══ SOURCE MATERIAL

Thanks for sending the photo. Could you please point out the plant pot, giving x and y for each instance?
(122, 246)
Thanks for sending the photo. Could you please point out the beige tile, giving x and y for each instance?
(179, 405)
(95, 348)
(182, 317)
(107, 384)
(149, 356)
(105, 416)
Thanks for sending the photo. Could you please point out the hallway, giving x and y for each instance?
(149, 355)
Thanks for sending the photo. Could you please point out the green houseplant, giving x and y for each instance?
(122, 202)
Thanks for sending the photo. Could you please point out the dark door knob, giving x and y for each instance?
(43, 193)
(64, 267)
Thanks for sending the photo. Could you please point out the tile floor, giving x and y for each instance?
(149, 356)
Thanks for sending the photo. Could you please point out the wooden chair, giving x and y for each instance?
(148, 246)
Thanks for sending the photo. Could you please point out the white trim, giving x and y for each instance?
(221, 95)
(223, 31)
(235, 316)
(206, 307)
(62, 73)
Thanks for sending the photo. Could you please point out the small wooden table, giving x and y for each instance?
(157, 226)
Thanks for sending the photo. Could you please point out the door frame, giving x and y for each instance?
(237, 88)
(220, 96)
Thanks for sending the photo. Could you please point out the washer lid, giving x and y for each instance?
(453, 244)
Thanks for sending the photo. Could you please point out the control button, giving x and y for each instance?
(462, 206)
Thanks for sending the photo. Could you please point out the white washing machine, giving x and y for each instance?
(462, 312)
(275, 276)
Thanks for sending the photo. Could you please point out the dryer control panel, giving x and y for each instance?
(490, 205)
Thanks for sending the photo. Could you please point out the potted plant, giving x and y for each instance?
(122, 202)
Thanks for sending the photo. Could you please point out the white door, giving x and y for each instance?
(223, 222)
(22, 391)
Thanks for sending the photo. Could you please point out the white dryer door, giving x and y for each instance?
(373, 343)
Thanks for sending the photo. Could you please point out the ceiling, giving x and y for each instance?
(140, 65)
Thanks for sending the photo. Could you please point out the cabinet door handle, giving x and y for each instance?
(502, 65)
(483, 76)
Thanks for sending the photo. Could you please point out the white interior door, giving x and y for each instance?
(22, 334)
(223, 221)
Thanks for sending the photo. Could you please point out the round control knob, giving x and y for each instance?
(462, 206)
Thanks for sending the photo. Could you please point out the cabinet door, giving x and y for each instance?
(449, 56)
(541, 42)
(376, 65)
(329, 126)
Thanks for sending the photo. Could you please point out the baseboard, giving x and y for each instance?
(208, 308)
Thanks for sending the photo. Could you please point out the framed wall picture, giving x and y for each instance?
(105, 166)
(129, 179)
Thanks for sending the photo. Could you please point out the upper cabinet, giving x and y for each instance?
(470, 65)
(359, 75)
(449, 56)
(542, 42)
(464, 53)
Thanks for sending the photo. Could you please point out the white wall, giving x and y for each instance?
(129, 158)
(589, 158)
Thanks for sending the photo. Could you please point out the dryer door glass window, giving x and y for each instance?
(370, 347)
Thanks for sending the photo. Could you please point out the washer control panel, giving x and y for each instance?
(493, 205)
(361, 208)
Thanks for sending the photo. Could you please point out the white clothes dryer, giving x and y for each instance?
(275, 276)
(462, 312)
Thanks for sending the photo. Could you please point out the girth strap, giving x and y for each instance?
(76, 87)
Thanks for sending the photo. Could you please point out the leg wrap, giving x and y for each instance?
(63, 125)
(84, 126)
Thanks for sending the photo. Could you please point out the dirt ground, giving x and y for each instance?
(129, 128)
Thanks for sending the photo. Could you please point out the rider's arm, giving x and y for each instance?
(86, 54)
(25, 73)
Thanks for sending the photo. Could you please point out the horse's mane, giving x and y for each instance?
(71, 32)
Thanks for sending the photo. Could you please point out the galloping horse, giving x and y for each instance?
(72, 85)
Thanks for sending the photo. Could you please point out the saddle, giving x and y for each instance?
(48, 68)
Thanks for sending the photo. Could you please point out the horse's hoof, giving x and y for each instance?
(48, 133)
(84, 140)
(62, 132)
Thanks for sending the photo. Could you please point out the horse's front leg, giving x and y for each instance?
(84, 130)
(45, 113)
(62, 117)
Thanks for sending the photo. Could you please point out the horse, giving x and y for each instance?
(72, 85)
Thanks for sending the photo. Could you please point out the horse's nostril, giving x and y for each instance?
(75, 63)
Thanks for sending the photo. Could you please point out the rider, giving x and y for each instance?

════

TASK GOAL
Write out every item again with "point out" switched to "mark" wherever it occurs. Leave everything else unchanged.

EXERCISE SOLUTION
Thanks for sending the photo. Could you please mark the plant pot, giving x and y for each instance?
(122, 246)
Thanks for sending the photo. Could you please mark the beige tile, giving x and y for each instance?
(179, 405)
(95, 348)
(182, 317)
(107, 384)
(149, 356)
(105, 416)
Thanks for sending the photo. Could you please mark the hallway, giving x and y for each instance?
(149, 355)
Thanks for sending the photo. Could you please mark the green houseplant, giving x and y for each instance?
(122, 202)
Thanks for sending the photo. Could you please mark the dark door knob, giving x and y for each instance?
(43, 193)
(64, 267)
Thanks for sending the photo. Could you please mark the tile floor, giving x and y for each instance?
(149, 356)
Thanks for sending the photo. Could you please mark the wooden chair, giving x and y for each instance?
(148, 246)
Thanks for sending the photo. Could you please mark the white trim, giving x and y for each instance?
(221, 95)
(223, 31)
(235, 316)
(206, 307)
(62, 73)
Thanks for sending the photo. Could you please mark the small wooden table, giving x and y for each instance?
(157, 226)
Thanks for sending the photo. Could you please mark the door frame, giving x and y for each instance?
(237, 88)
(220, 96)
Thanks for sending the photo. Could you please mark the washer lid, giving x and y for each instance?
(453, 244)
Thanks for sending the photo. Could you please mark the control button, giving x and y for each instance?
(462, 206)
Thanks for sending the photo. Could you please mark the white washing machine, giving x and y for each instance?
(462, 312)
(275, 276)
Thanks for sending the photo. Could you please mark the dryer control panel, giving x and y for each instance?
(490, 205)
Thanks for sending the photo. Could you please mark the potted plant, giving x and y for each instance?
(122, 202)
Thanks for sending the photo. Could you please mark the white door, giving x and y for each instance?
(223, 222)
(22, 391)
Thanks for sending the photo. Could you please mark the white dryer door, giving x and y for each instance?
(373, 343)
Thanks for sending the photo. Could you please mark the ceiling, giving x and y for each instance?
(140, 65)
Thanks for sending the photo. Could you please mark the cabinet door handle, giving x and y for each instance?
(502, 65)
(483, 76)
Thanks for sending the photo. Could you please mark the white interior door, giving x and y for each instance?
(22, 334)
(223, 221)
Thanks for sending the photo. Could you please mark the round control knob, giving x and y for each instance?
(462, 206)
Thanks for sending the photo. Could you please mark the cabinet door, giving x and y for each instance?
(449, 56)
(541, 42)
(376, 65)
(329, 126)
Thanks for sending the photo. Could you please mark the baseboard, giving x and y for each instance?
(208, 308)
Thanks for sending the photo. Could you please mark the framed wall picture, giving x and y for each instance?
(105, 166)
(129, 179)
Thanks for sending the photo. Could you please mark the upper cabinet, giving x and y for each instance?
(470, 65)
(359, 75)
(449, 56)
(542, 42)
(464, 53)
Thanks for sending the photo. Could you please mark the white wall, giving x and y for each instance?
(129, 158)
(589, 158)
Thanks for sending the photo. Could you please mark the dryer door glass window, giving x and y for each instance?
(370, 347)
Thanks for sending the photo. Could you please mark the washer control panel, giving x and y for each instance?
(493, 205)
(361, 208)
Thanks for sending the photo. Could you please mark the white clothes dryer, giving x and y for each instance?
(275, 276)
(462, 312)
Thanks for sending the photo. Could you please mark the girth strap, giving x and y for each instance?
(76, 87)
Thanks for sending the photo. Could you please mark the leg wrap, giving x and y for each instance?
(63, 125)
(84, 126)
Thanks for sending the photo. Could you please mark the dirt ground, giving x and y for each instance?
(129, 128)
Thanks for sending the photo. Could you please mark the rider's arm, giving x and y for each instance?
(86, 54)
(25, 73)
Thanks for sending the photo. Could you please mark the horse's mane, giving x and y for each instance?
(71, 32)
Thanks for sending the photo. Could you please mark the galloping horse, giving x and y for each instance?
(72, 85)
Thanks for sending the photo. Could you please mark the saddle, giving x and y for each instance?
(48, 68)
Thanks for sending the photo. Could you please mark the horse's hoof, giving x and y for each instance?
(48, 133)
(84, 140)
(62, 132)
Thanks for sending the photo. Could you please mark the horse's front leg, giving x and y for each instance?
(84, 130)
(45, 113)
(62, 117)
Thanks for sending the photo. Could you please mark the horse, giving x and y for each instance?
(72, 85)
Thanks for sending the photo. Could you please mark the horse's nostril, giving x and y for each instance?
(75, 63)
Thanks for sending the photo. Could you please mark the rider, giving x and y for each instance?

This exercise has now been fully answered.